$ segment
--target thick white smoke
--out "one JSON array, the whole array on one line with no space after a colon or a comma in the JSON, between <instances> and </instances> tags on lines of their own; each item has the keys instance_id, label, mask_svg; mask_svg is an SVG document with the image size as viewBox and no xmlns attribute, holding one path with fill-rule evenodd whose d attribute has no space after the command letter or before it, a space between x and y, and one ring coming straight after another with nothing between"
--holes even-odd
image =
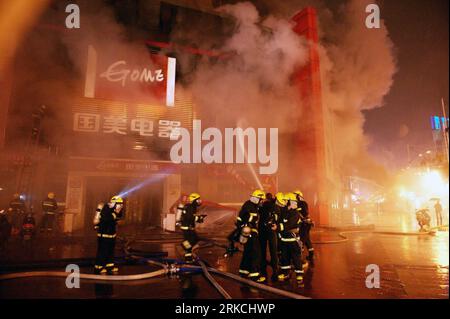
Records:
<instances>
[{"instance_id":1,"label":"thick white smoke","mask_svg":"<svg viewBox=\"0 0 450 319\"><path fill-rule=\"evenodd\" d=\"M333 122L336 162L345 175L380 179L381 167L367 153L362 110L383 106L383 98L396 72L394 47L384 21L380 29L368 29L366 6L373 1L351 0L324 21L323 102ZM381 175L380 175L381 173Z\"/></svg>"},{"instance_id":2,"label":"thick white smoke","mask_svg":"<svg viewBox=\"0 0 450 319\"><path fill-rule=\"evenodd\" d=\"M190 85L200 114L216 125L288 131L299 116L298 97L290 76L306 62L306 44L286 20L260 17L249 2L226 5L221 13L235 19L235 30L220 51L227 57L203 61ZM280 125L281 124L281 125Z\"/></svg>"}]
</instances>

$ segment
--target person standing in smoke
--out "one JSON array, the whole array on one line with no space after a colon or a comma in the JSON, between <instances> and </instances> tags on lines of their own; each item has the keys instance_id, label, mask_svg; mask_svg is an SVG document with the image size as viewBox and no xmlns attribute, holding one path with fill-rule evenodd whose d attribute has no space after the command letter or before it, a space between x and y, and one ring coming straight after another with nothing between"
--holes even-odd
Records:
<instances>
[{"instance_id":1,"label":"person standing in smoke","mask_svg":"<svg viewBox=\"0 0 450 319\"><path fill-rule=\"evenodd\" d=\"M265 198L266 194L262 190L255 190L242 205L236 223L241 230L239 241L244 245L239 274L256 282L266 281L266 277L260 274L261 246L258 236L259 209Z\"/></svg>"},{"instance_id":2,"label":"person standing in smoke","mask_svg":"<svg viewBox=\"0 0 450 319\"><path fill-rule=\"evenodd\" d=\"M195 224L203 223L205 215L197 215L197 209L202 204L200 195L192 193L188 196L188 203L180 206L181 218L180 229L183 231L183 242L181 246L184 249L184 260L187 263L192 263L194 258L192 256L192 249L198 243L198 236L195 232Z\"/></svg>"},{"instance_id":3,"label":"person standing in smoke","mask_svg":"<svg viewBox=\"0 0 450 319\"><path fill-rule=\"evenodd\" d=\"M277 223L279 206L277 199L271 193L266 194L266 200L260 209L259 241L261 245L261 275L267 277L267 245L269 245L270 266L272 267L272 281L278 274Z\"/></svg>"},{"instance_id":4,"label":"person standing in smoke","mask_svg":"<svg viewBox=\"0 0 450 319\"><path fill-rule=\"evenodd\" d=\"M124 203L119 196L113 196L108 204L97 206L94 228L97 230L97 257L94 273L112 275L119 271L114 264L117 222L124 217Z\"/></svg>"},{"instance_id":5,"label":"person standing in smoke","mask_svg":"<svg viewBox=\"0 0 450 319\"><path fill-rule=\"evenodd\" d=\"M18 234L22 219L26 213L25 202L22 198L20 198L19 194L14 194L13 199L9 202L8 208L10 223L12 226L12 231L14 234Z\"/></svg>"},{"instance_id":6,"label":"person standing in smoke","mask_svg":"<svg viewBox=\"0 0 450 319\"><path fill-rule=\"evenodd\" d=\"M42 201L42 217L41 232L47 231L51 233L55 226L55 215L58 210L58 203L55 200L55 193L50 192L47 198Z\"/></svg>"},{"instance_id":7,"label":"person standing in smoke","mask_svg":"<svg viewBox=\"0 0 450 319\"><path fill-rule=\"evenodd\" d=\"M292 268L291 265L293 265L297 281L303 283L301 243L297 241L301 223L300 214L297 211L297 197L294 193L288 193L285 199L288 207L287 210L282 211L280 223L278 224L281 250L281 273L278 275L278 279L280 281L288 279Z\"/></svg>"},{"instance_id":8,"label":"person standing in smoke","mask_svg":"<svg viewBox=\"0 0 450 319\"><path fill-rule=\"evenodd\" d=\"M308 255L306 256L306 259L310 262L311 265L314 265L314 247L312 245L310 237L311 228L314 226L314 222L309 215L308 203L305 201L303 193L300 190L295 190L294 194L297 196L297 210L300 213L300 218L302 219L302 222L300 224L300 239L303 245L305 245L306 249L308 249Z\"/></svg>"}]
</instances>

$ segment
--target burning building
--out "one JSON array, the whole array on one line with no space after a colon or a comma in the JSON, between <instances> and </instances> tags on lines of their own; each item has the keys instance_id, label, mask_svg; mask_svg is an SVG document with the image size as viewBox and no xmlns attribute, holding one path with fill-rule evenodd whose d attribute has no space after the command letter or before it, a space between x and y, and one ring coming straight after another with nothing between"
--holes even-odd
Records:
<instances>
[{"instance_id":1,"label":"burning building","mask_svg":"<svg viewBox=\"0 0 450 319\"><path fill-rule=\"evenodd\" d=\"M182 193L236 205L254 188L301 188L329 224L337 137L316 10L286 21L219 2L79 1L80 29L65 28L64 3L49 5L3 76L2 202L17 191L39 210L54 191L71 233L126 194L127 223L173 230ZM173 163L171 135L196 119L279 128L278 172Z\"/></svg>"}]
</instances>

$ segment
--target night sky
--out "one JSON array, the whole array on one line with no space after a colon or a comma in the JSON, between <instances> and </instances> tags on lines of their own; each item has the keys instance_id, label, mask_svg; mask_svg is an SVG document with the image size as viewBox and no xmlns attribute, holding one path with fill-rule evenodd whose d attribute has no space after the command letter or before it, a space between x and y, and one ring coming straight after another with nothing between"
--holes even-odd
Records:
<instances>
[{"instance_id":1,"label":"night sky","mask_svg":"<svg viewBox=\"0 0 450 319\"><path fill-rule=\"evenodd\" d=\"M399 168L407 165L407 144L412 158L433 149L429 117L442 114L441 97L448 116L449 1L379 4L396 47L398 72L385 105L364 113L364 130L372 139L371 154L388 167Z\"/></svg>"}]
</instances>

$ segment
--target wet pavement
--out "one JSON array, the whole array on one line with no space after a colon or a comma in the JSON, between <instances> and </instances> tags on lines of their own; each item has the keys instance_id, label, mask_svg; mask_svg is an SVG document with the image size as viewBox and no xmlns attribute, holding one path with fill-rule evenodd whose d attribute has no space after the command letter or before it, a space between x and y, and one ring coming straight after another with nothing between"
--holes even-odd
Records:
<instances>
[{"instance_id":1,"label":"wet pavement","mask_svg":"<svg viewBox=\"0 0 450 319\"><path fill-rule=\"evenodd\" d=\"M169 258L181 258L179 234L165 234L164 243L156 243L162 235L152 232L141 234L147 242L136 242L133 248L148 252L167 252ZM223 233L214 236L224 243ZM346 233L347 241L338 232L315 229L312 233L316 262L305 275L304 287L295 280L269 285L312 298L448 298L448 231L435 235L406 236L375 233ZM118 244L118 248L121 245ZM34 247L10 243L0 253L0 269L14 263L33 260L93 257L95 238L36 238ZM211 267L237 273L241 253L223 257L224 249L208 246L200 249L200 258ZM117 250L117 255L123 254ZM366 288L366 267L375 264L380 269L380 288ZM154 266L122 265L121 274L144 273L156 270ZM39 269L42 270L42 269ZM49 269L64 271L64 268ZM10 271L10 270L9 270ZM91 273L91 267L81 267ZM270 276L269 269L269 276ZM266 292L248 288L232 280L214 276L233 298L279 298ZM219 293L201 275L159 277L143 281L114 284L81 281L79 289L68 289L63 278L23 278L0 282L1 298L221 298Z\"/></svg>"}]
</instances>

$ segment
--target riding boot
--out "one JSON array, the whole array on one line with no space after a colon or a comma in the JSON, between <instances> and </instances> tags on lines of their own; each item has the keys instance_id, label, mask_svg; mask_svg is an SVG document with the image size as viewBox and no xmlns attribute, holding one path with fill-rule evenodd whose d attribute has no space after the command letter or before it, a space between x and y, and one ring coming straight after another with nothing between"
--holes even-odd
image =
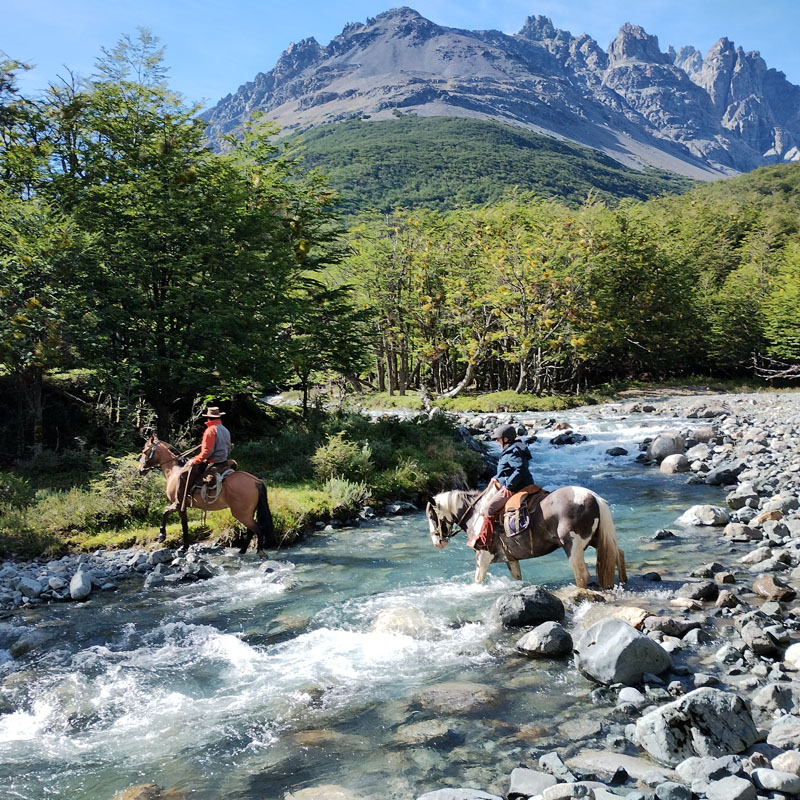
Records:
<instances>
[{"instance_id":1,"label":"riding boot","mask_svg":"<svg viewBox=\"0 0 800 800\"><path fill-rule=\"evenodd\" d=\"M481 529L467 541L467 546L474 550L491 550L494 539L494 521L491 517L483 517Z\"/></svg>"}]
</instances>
::::::::::
* Activity *
Your task is to return the lines above, from the first one up to and including the line containing "--target person standing in smoke", minus any pictures.

* Reply *
$ segment
--target thick white smoke
--out "one JSON array, the whole array on one line with no space after a colon or a comma in the JSON, between <instances> and </instances> tags on lines of their own; each item has the keys instance_id, label, mask_svg; mask_svg is an SVG document with the image size as viewBox and no xmlns attribute, holding one path with fill-rule evenodd whose d attribute has no space after the command letter or before it, a space between x and y, and one ring coming straight after another with nothing between"
--holes even-odd
image =
Records:
<instances>
[{"instance_id":1,"label":"thick white smoke","mask_svg":"<svg viewBox=\"0 0 450 319\"><path fill-rule=\"evenodd\" d=\"M333 122L336 162L345 175L380 179L381 167L367 153L362 110L383 106L383 98L396 72L394 47L384 21L380 29L368 29L366 6L373 1L351 0L324 21L323 102ZM381 175L380 175L381 173Z\"/></svg>"},{"instance_id":2,"label":"thick white smoke","mask_svg":"<svg viewBox=\"0 0 450 319\"><path fill-rule=\"evenodd\" d=\"M190 85L200 114L216 125L288 131L299 116L298 97L290 76L306 62L306 44L286 20L260 17L249 2L226 5L221 13L235 19L235 30L220 51L227 57L203 61ZM280 125L281 124L281 125Z\"/></svg>"}]
</instances>

$ segment
--target person standing in smoke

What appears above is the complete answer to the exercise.